# Exercise directions:
Reproduce verbatim only the lines from the one containing "I bet you can't find the submerged" through the last line below, both included.

Data supplied Block Start

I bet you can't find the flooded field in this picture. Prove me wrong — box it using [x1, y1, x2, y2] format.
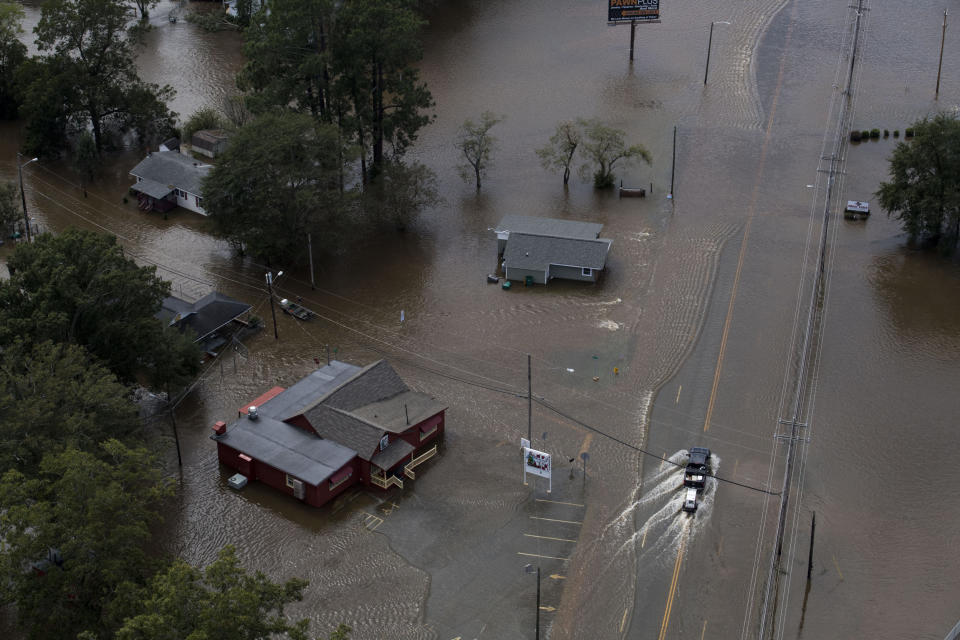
[2, 0, 960, 638]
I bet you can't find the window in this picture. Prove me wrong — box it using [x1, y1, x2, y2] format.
[196, 196, 204, 208]
[379, 434, 389, 451]
[285, 474, 297, 488]
[329, 469, 352, 490]
[582, 267, 592, 277]
[420, 424, 438, 441]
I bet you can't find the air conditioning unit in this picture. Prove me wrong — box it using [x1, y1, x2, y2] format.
[292, 479, 305, 500]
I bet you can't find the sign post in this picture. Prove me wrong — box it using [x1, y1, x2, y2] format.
[523, 446, 552, 493]
[608, 1, 661, 61]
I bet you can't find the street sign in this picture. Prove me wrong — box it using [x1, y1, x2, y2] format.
[524, 446, 552, 492]
[608, 0, 660, 24]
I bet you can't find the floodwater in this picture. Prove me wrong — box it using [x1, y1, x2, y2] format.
[2, 0, 960, 638]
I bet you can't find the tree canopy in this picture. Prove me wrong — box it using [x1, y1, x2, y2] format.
[0, 441, 174, 640]
[114, 546, 349, 640]
[536, 120, 582, 186]
[203, 111, 352, 262]
[0, 2, 27, 119]
[0, 340, 137, 474]
[876, 112, 960, 253]
[0, 229, 201, 388]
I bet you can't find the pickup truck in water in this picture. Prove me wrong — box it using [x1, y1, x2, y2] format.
[683, 447, 712, 489]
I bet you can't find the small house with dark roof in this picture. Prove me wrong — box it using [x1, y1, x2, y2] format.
[129, 150, 210, 215]
[156, 291, 252, 353]
[210, 360, 446, 507]
[493, 216, 613, 285]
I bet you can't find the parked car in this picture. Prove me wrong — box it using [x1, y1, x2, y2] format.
[681, 487, 699, 513]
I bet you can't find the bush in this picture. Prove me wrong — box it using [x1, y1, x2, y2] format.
[905, 127, 915, 138]
[182, 107, 228, 144]
[883, 129, 889, 138]
[893, 130, 900, 137]
[850, 130, 862, 142]
[861, 130, 871, 139]
[870, 128, 881, 139]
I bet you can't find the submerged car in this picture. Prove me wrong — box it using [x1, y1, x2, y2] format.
[681, 487, 699, 513]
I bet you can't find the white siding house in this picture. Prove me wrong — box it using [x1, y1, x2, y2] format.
[129, 151, 211, 215]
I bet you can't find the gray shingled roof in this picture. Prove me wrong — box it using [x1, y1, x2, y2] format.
[322, 360, 409, 411]
[351, 390, 447, 434]
[494, 215, 603, 240]
[261, 361, 363, 420]
[303, 404, 384, 460]
[503, 233, 612, 271]
[213, 415, 355, 486]
[371, 438, 415, 470]
[130, 178, 173, 199]
[129, 151, 210, 195]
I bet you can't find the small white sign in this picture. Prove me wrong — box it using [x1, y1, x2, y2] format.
[523, 447, 552, 492]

Data supplied Block End

# Exercise response:
I bet you can't find the submerged car in this picture. Prove me wrong — box it using [x1, y1, x2, y2] format.
[681, 487, 699, 513]
I bet you can't find the white siding house in this picture. Prove me wrong — box it using [x1, y1, x2, y2] format.
[129, 151, 211, 215]
I bet you can't find the gray shingled roof in this picture. Prove me wrong — box it using [x1, y1, x2, y2] format.
[322, 360, 409, 411]
[351, 390, 447, 434]
[494, 215, 603, 240]
[261, 361, 363, 420]
[303, 404, 384, 460]
[503, 233, 612, 271]
[213, 415, 355, 486]
[371, 438, 415, 470]
[130, 178, 173, 199]
[129, 151, 210, 195]
I bet you can't find the small white sign in this picture. Prove me wrong — box it using [x1, y1, x2, y2] format.
[523, 447, 552, 492]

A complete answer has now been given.